- What is being asked: Extract every line of the entries below that contains the string "dark". Matching is case-sensitive.

Dataset items
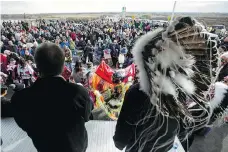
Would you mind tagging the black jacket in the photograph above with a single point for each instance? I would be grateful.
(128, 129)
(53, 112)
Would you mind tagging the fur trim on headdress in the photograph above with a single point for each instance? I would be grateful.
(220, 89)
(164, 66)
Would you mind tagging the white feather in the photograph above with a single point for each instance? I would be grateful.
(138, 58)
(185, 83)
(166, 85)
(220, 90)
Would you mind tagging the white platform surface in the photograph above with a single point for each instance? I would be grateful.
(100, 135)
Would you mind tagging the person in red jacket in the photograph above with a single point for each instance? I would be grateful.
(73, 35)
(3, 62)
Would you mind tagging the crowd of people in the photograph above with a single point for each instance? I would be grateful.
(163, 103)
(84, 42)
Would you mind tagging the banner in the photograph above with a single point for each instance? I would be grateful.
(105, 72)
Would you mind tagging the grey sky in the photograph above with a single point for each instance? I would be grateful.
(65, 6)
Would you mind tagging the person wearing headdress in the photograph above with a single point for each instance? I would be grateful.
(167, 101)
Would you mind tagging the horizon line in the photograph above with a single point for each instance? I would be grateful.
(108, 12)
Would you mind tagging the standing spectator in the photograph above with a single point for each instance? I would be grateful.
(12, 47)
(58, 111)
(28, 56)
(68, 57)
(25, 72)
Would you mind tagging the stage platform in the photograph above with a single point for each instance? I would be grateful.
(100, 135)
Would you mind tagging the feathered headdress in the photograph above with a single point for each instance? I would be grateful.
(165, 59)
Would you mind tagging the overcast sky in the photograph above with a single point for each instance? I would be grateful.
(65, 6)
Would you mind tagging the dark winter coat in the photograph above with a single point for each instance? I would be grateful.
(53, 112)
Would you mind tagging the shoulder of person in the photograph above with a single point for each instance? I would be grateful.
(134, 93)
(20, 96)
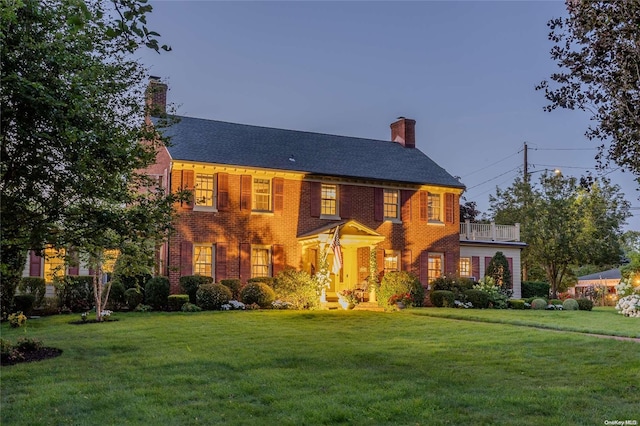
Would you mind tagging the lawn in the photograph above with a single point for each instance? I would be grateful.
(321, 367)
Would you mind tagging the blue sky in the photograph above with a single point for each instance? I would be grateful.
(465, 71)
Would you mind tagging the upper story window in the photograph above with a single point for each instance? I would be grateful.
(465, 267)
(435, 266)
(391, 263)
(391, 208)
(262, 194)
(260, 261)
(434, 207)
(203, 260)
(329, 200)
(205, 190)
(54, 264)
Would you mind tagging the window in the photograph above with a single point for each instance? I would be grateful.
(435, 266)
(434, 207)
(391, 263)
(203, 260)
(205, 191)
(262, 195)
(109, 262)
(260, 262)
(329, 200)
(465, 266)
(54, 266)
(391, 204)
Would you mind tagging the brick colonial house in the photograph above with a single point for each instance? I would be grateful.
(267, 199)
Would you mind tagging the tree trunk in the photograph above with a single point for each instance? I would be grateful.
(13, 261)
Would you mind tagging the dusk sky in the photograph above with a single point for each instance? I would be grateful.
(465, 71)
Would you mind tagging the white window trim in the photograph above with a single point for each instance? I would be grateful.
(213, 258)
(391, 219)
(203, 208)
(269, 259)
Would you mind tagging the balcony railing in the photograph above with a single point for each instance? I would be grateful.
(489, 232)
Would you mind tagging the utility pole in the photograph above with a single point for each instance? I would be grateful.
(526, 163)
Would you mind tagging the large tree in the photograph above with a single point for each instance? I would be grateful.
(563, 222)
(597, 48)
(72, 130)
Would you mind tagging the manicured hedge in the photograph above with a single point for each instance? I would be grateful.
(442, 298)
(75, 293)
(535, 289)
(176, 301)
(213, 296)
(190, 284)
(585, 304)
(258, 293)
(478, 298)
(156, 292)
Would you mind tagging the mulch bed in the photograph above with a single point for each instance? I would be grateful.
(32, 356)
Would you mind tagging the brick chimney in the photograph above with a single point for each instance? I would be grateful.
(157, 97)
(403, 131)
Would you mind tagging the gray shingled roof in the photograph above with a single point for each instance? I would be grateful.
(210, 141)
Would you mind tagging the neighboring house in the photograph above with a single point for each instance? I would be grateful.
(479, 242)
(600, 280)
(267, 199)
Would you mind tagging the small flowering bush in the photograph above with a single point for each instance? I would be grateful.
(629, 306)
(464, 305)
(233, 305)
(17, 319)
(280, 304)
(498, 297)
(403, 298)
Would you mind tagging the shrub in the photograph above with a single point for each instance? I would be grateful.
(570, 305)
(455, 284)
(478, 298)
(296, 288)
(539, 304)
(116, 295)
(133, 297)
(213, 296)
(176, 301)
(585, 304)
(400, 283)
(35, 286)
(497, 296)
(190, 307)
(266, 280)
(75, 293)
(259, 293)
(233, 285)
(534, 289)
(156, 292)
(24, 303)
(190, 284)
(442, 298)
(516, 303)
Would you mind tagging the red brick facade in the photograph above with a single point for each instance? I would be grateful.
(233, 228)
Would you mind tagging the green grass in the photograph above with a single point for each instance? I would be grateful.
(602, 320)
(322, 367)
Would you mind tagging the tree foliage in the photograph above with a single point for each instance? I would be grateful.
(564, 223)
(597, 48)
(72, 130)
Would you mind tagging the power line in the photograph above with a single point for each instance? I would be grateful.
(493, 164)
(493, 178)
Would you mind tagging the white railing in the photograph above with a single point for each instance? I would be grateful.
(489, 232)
* * *
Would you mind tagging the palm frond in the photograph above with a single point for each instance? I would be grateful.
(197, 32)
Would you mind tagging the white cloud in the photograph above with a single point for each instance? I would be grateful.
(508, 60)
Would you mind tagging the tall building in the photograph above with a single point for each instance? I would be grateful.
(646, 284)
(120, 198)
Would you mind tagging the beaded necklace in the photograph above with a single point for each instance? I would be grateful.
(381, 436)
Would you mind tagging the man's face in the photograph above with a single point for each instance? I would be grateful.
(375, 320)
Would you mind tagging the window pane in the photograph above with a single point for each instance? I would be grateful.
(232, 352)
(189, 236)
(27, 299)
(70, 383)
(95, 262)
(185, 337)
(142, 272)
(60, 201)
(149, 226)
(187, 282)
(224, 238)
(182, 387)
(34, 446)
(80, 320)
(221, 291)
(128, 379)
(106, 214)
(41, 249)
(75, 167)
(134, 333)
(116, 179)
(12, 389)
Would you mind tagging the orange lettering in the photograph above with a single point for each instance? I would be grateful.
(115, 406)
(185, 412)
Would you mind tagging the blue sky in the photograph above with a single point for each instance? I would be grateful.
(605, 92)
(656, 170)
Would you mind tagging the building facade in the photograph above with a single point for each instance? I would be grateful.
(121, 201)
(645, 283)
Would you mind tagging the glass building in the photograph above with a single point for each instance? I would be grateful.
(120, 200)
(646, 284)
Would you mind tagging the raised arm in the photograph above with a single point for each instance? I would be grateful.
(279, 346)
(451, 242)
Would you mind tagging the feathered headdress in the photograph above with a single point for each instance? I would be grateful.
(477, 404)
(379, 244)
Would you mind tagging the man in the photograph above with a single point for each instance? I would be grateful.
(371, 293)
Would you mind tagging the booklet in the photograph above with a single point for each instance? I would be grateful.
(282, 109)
...
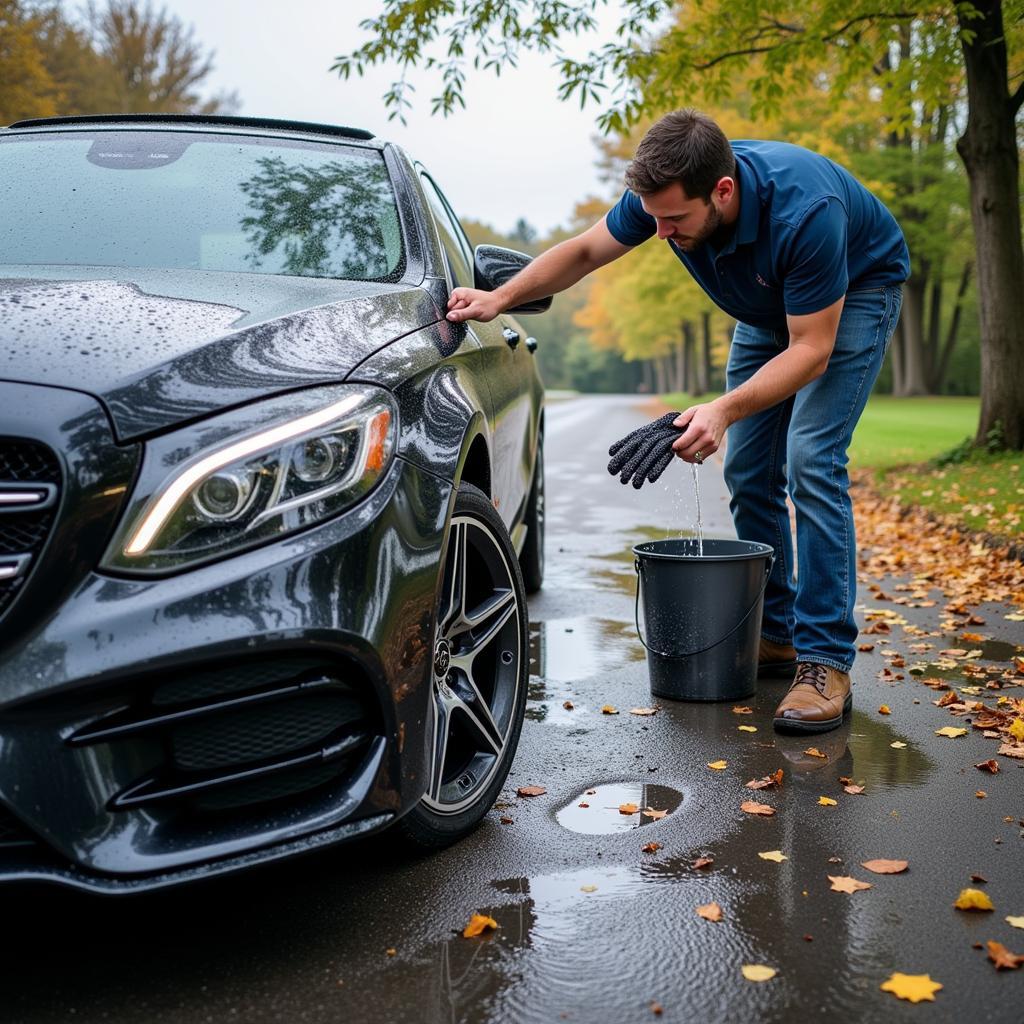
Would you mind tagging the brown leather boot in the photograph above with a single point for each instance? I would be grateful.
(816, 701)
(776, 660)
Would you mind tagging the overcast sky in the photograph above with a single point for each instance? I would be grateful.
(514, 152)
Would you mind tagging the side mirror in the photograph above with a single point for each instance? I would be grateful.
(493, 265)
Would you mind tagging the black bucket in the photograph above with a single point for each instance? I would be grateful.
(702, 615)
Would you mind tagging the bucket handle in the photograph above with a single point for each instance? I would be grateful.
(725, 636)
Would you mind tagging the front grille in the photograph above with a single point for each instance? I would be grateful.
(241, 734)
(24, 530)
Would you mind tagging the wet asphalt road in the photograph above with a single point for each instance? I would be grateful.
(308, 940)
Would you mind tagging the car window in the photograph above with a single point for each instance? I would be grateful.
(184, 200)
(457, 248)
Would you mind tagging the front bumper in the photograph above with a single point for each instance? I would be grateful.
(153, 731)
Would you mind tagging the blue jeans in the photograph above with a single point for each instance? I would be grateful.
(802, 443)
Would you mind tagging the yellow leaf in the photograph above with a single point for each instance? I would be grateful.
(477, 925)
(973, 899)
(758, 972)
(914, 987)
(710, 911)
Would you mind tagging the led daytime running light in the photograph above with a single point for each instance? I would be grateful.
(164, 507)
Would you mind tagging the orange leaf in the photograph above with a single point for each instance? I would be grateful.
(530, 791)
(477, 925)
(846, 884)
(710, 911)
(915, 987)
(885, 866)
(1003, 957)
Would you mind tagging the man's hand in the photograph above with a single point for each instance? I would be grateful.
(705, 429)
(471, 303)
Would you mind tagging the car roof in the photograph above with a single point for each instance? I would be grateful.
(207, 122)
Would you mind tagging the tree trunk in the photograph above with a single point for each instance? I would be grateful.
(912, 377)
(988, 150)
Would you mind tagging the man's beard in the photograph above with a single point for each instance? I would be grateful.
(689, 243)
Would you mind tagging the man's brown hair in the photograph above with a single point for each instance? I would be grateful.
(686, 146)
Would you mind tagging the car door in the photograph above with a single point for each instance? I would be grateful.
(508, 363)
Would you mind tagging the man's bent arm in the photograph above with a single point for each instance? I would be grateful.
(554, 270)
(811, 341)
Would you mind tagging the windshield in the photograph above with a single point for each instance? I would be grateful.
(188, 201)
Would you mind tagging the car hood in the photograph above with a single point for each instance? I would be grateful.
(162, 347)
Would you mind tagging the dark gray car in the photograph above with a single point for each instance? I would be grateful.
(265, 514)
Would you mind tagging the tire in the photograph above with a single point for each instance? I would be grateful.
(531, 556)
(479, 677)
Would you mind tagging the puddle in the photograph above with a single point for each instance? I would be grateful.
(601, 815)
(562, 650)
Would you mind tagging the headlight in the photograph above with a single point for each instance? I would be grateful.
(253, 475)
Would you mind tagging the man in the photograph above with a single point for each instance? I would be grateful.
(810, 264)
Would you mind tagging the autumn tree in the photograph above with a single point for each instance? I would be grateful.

- Answer below:
Would you mind tagging the dark winter coat in the photograph above with a single point for each instance? I would be grateful.
Would you mind tagging the dark gray car in the photograph above with a single point for each instance? I would be grateful.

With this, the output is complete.